#### PAGE EXCERPT ####
Airbnb knows it. That's why they’ve spent years making sure you can't communicate with your guests after they leave. From Airbnb's perspective, those guests were never really yours.
This conflict is part of a pattern I’ve observed: every time Airbnb announces an update, the platform gets worse for hosts.
The pattern
Each update feels minor enough, but when you look at the full list, you’ll see what I'm talking about:
What Airbnb did | What it means for hosts |
Switched to a host-only-fee structure | Host fees jumped from 3% to 15.5% on every booking (more than 5x). |
Launched "Reserve Now, Pay Later" | Guests can pay $0 at booking, lock up your calendar for months, and cancel days before check in. This transfers cancellation risk entirely to the host. |
Added hotels to the platform | You’re now in direct competition with hotels for the same limited number of page-one search results, decreasing bookings. |
Launched “Airbnb Services” | Airbnb uses your home to upsell the guest (massages, chefs, etc.) without paying you a commission. |
Ended the “Strict” cancellation policy | Forced hosts into a more guest-friendly cancellation policy, further increasing your risk of a last-minute cancellation. |
Restricted house rules to a standard menu | Hosts lose the ability to set their own terms, and the paper trail they rely on in damage disputes. More detailed house rules now require Airbnb’s approval. |
Implemented new off-platform payment policies | Airbnb takes its 15.5% cut on revenue that used to be 100% yours. Every upsell (pool heat, pet fee, parking, early check-in, mid-stay clean, grocery stocking) must run through Airbnb. |
Banned off-platform review requests | Surveys, any review requests outside Airbnb, even paper feedback cards that hosts used to fine-tune their service are now prohibited. |
AI message surveillance | Airbnb uses AI to scan messages on the app for guest contact info, "book direct" language, and off-platform payment requests. A single slip can trigger suspension or permanent deactivation. |
AI personalizes which photos and which reviews each guest sees on your listing | Hosts no longer control what their listing shows. |
Paid placement in search results | The top search results don't always go to the best listing, they go to the highest bidder. |
Removed 550,000+ listings since 2023 without warning | Your income stream can go to $0 on a Tuesday morning |
Sheesh.
I'm not saying you should abandon Airbnb. Keep it. It's still the best way for new guests to find your property. Just don't let Airbnb be the only way you get bookings.
####
*EXERCISE 1*. Translate this sentence from the article on Airbnb's changes for hosts into Spanish: "It's still the best way for new guests to find your property."
*EXERCISE 2*.
Answer these questions using the article on Airbnb's changes for hosts:
(a) Host fees went from what percentage to what percentage?
(b) How many listings has Airbnb removed since 2023?
(c) What does the author say Airbnb is still the best way to do?
*EXERCISE 3*. Write the next part of the article on Airbnb's changes for hosts, picking up after its final sentence.
#### DATASET SECTION ####
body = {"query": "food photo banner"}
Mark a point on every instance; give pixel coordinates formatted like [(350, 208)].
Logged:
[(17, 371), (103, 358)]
####
*EXERCISE OUTPUT 1*. Sigue siendo la mejor manera de que nuevos huéspedes encuentren tu propiedad.

*EXERCISE OUTPUT 2*.
(a) From 3% to 15.5%.
(b) More than 550,000.
(c) For new guests to find your property.

*EXERCISE OUTPUT 3*.
A big direct booking wave is coming
69.1% of self-managing hosts say increasing direct bookings is their #1 priority for 2026 (Hospitable, 2026 Industry Report).
40% of American travelers say they prefer to book direct, up from 36% last year (SiteMinder, Changing Traveler 2026).
So hosts want direct bookings, and guests want direct bookings. The math says it should be happening…
But most hosts think about direct bookings all wrong.
They think that in order to get a direct booking, they need to outspend Airbnb, Vrbo, or Google on paid ads. "I can't compete with Airbnb's ad budget. Why even try?"
That's the wrong way to think about it. You're not trying to outspend Airbnb. You're trying to keep the guests you’ve already hosted.
Think about it: who’s the easiest booking to get? It isn't a cold lead from a Google ad. It isn't someone scrolling Airbnb for the first time. It's the guest who already stayed at your house and left a five-star review.
A past guest who receives a timely, personal email from you is 3x more likely to book than a cold lead from a paid ad.
So the simplest way to diversify off Airbnb isn't to compete with them. It's to collect your guest’s email, stay in touch, and build a relationship. That way, the next time your guest comes to town for their annual vacation, business trip, or family visit, they book direct.
Don't just cross your fingers and hope they find your listing on Airbnb a second time.
That's the wedge. Not a fancy direct booking website. Not a marketing agency. Just the email address of the person who already loved your place.
But collecting emails isn’t easy
The problem is, getting the guest’s email isn't simple.
Airbnb doesn't share guest’s contact info. You can't ask for it inside the app either.
The tools that exist today to collect guest emails require buying expensive hardware, paying a handyman to install it, and signing up for another monthly subscription. And after all that, you still have to learn how to write marketing emails (on top of everything else you're already doing) or pay a marketing agency to do it for you.
That's why most hosts never even get started. I don't blame them. It's not simple enough.
So here we are. Hosts want this. Guests want this. Almost nobody is actually doing it.
Airbnb wants it to stay that way. But is that what's best for you?
More on this next week.
MARKET INSIGHTS
Mortgage Rate Snapshot

Mortgage rates fell this week, down 0.14% from last Monday's 9-month high, as Iran/US peace progress sent oil and Treasury yields lower.
Regulations Update
Illinois HB 5776 would impose a 4% statewide excise tax on STR stays under 30 days, with revenue funding a new Community Land Trust Fund for affordable housing and collections starting January 1, 2027 if passed
Bakersfield, California City Council was set to hold the first reading of a proposed STR ordinance on May 27 — covering city permits, business tax certificates, occupancy, noise, parking, and pool rules for the city's estimated 500+ unauthorized STRs
Teller County, Colorado commissioners plan to release a draft STR ordinance in late May or early June, with multiple public hearings before final adoption
See this weeks full regulations report here: (The Host Report)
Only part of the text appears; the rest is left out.